## Task to complete:
Look through the data that follows and copy each line with the string "base".

------ Task material

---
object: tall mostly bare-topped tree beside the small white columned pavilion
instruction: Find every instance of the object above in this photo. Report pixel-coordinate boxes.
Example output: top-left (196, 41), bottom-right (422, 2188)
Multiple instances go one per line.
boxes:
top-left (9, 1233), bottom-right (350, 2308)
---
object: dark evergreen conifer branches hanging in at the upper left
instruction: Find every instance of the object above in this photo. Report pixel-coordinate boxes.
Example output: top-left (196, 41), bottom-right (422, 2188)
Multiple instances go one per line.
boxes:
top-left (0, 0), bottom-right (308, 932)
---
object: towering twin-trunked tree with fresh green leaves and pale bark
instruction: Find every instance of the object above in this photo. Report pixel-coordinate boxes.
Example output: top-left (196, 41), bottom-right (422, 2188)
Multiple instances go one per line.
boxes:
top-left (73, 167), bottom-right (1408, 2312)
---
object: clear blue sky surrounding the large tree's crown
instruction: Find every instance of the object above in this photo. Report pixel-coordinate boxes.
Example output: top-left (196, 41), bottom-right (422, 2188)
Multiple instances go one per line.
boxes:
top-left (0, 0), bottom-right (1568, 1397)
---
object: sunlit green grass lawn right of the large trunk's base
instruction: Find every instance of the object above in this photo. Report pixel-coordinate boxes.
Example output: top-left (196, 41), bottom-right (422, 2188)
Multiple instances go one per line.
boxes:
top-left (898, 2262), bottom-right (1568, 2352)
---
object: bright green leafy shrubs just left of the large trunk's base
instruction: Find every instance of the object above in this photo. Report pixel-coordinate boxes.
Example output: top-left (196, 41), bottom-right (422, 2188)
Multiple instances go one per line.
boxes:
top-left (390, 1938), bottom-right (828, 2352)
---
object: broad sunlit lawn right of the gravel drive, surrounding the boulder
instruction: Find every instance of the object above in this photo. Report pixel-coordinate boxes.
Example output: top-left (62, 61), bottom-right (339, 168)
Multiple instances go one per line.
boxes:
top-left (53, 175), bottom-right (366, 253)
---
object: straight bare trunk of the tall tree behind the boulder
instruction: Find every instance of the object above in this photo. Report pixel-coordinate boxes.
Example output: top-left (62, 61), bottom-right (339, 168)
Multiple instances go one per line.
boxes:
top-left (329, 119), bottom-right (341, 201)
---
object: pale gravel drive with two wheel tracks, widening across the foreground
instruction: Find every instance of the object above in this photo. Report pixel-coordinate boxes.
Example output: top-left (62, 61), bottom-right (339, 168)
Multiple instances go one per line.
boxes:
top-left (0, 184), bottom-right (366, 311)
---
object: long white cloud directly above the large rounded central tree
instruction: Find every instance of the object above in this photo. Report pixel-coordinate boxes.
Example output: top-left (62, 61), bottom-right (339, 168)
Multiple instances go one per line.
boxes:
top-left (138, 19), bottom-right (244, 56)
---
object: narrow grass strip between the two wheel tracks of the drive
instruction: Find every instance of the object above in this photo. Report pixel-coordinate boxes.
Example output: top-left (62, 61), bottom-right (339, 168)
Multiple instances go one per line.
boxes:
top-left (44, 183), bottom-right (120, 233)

------------

## Solution:
object: sunlit green grass lawn right of the large trunk's base
object: bright green leafy shrubs just left of the large trunk's base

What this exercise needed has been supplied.